== Work to complete ==
Rewrite the part of the passage on wireless navigation networks between "As shown in FIG. 1A, the wireless" and "and optimal performance.", inclusive, substituting "router" for "gateway".
-------- Given passage
As shown in FIG. 1A, the wireless carriers 106a-b may be connected to a gateway 110 via a network 108, wherein the gateway 110 may be further connected to the navigation server 114 through another network 112. The gateway 110 may be provided by, among others, wireless carriers, ISPs, or other telecommunications providers while the networks 108 and 112 may be the Internet. The Internet provides advantages because it is a widely distributed network reaching many areas of the world. In an alternative embodiment, the networks 108 and 112 may be implemented as a proprietary network. By implementing a specialized network, the networks 108 and 112 may be customized to provide minimal latency and optimal performance.

As shown in FIG. 1A, the navigation server 114 may provide navigation information for the wireless devices 104a-b via the network 112. The navigation server 114 may comprise street map information, traffic, weather, and other navigation-related as well as points of interest information to facilitate accurate navigation and flexibility. In this manner, the wireless devices 104a-b may be not burdened with carrying all the necessary information required to process proper navigation. In an alternative embodiment, the navigation server 114 may also process location specific information such as real-time traffic information. In another alternative embodiment, traffic information may be obtained from a separate server 116 of other service providers. By observing and comparing their positions, speeds and times, and making further comparisons with nominal street speed limits in a map database, real-time traffic information may be generated by the server 116 and then directed to the navigation server 114. At each request of a nominal route calculation from the wireless devices 104a-b, the navigation server 114 may dynamically determine a new nominal route or multiple routes for a particular user responsive to ever changing conditions. The nominal and multiple routes will be detailed later.
----------------
-------- Record extracts
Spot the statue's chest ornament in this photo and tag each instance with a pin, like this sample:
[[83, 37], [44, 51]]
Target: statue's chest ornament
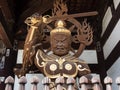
[[60, 67]]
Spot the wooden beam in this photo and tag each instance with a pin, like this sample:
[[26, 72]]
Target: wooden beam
[[4, 37]]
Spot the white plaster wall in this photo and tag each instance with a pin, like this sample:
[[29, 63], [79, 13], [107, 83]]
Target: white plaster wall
[[106, 20], [116, 3], [89, 56], [113, 39], [114, 72]]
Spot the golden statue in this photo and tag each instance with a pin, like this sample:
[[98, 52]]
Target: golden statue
[[59, 62]]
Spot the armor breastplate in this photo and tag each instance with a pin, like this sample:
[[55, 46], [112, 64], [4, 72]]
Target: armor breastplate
[[54, 67]]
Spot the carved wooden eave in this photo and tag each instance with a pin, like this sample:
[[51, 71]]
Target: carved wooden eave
[[39, 6]]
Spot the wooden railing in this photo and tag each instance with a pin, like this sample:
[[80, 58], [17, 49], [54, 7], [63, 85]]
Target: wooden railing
[[83, 83]]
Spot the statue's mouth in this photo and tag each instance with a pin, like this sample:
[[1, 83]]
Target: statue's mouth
[[60, 48]]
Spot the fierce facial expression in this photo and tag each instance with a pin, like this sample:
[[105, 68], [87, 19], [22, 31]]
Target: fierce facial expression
[[60, 44]]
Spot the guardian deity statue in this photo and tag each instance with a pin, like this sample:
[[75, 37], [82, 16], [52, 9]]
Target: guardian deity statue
[[60, 59]]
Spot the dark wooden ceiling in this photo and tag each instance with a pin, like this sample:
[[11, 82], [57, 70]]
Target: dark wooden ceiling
[[24, 8]]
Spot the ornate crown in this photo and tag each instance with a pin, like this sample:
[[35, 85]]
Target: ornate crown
[[60, 28]]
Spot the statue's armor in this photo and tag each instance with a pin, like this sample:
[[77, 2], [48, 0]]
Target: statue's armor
[[54, 66]]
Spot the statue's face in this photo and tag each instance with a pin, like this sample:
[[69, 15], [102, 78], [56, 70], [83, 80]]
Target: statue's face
[[60, 44]]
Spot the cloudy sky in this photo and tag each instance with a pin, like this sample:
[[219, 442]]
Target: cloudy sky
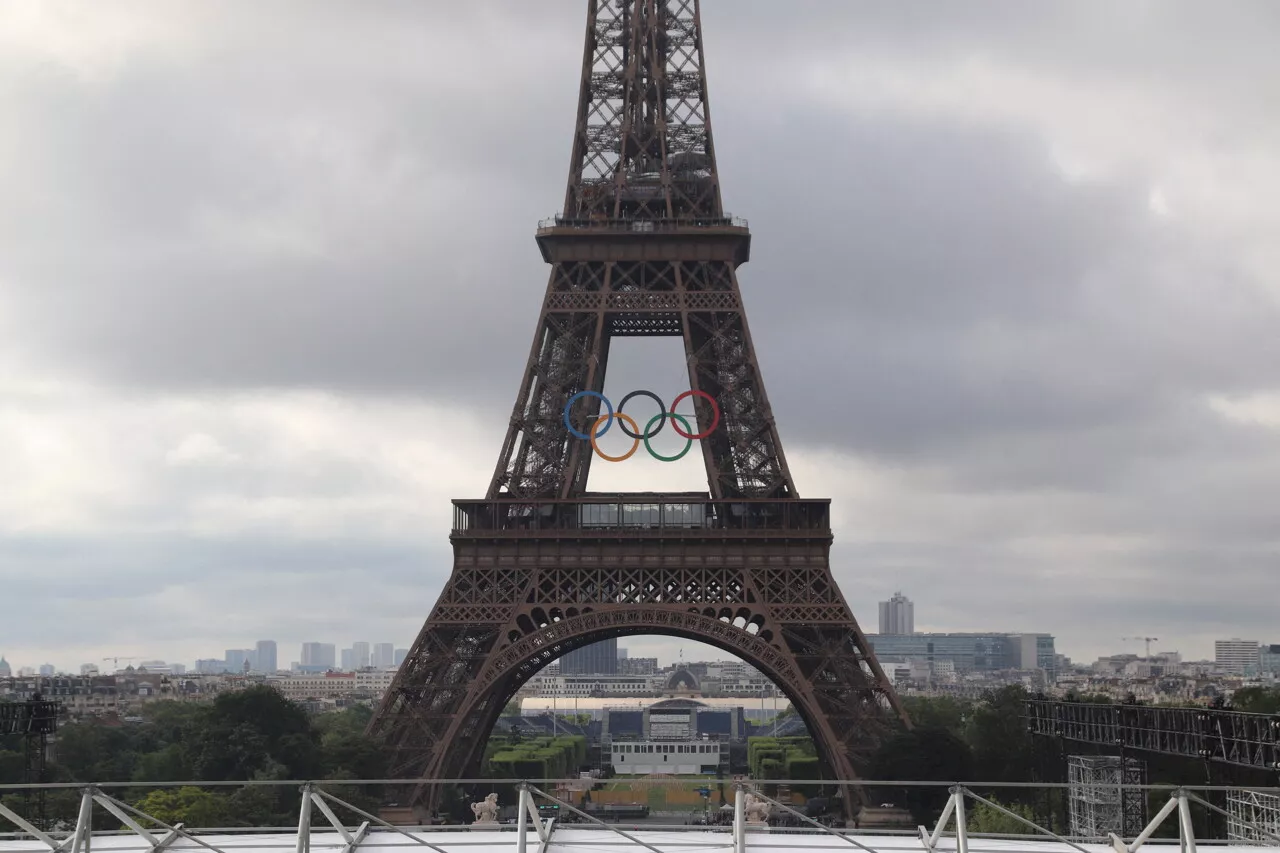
[[268, 281]]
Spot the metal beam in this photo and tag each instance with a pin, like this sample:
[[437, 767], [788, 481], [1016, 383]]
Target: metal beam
[[1206, 734]]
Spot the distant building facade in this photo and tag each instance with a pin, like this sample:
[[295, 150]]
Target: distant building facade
[[597, 658], [316, 657], [1242, 657], [970, 652], [266, 661], [383, 656], [897, 615]]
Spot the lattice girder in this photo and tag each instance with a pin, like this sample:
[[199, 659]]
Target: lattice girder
[[643, 247]]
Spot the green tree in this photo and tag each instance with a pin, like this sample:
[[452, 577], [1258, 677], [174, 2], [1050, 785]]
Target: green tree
[[190, 806], [938, 711], [923, 755], [1257, 699], [999, 738], [982, 817]]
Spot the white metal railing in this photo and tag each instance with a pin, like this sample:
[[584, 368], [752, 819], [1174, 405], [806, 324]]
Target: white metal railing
[[951, 824]]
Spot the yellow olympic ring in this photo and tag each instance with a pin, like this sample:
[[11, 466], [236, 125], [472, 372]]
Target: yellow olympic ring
[[604, 419]]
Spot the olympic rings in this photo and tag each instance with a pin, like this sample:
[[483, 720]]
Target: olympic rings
[[662, 416], [622, 419], [679, 423]]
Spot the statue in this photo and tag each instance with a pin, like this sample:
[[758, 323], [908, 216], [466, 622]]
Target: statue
[[757, 811], [487, 810]]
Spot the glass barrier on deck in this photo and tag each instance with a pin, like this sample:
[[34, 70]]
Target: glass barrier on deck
[[597, 514]]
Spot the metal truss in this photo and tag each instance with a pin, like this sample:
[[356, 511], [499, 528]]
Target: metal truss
[[540, 565], [1253, 822], [1105, 796], [1228, 737], [1253, 816], [643, 247]]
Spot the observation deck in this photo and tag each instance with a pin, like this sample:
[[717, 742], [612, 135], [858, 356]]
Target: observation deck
[[643, 516], [695, 238]]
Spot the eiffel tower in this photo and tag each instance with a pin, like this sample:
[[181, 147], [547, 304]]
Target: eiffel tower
[[543, 566]]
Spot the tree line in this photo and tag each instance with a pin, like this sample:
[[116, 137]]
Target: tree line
[[254, 734]]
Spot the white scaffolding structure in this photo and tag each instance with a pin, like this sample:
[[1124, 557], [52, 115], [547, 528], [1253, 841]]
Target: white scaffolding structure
[[1100, 796], [1252, 816]]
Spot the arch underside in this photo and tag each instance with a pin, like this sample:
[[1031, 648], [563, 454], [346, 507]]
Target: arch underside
[[462, 676]]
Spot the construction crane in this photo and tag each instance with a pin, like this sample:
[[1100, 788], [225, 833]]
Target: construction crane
[[1148, 641]]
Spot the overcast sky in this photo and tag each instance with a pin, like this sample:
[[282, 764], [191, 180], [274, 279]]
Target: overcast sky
[[268, 281]]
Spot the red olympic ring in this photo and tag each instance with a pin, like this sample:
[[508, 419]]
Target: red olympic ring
[[631, 433], [714, 418]]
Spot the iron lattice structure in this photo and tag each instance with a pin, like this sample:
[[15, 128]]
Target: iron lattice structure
[[1100, 797], [1223, 737], [542, 566], [35, 720], [1253, 817]]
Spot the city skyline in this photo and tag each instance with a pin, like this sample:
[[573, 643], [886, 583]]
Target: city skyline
[[668, 651], [1011, 284]]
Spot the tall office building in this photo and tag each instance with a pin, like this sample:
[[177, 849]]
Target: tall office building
[[384, 656], [597, 658], [1238, 656], [316, 657], [897, 615], [265, 655], [970, 652]]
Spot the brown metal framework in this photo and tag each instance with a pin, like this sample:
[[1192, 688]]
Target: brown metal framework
[[540, 565]]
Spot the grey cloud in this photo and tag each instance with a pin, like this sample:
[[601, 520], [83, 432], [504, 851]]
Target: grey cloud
[[352, 206]]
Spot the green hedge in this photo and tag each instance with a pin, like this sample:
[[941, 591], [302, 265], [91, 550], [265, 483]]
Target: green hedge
[[782, 758], [538, 758]]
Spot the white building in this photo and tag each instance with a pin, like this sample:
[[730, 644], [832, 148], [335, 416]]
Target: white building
[[1237, 656], [897, 615], [663, 757], [384, 656]]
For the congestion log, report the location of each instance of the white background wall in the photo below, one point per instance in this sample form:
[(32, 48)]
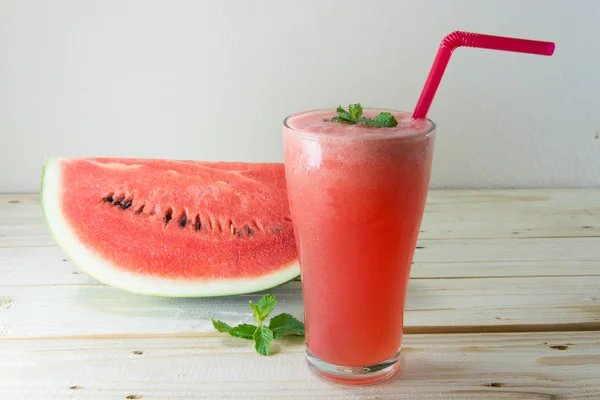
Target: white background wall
[(212, 80)]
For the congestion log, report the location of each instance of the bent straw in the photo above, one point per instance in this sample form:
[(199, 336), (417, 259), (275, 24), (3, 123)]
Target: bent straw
[(467, 39)]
----------------
== Answer to this exercise ==
As shown in FIG. 1A, the wireless carriers 106a-b may be connected to a router 110 via a network 108, wherein the router 110 may be further connected to the navigation server 114 through another network 112. The router 110 may be provided by, among others, wireless carriers, ISPs, or other telecommunications providers while the networks 108 and 112 may be the Internet. The Internet provides advantages because it is a widely distributed network reaching many areas of the world. In an alternative embodiment, the networks 108 and 112 may be implemented as a proprietary network. By implementing a specialized network, the networks 108 and 112 may be customized to provide minimal latency and optimal performance.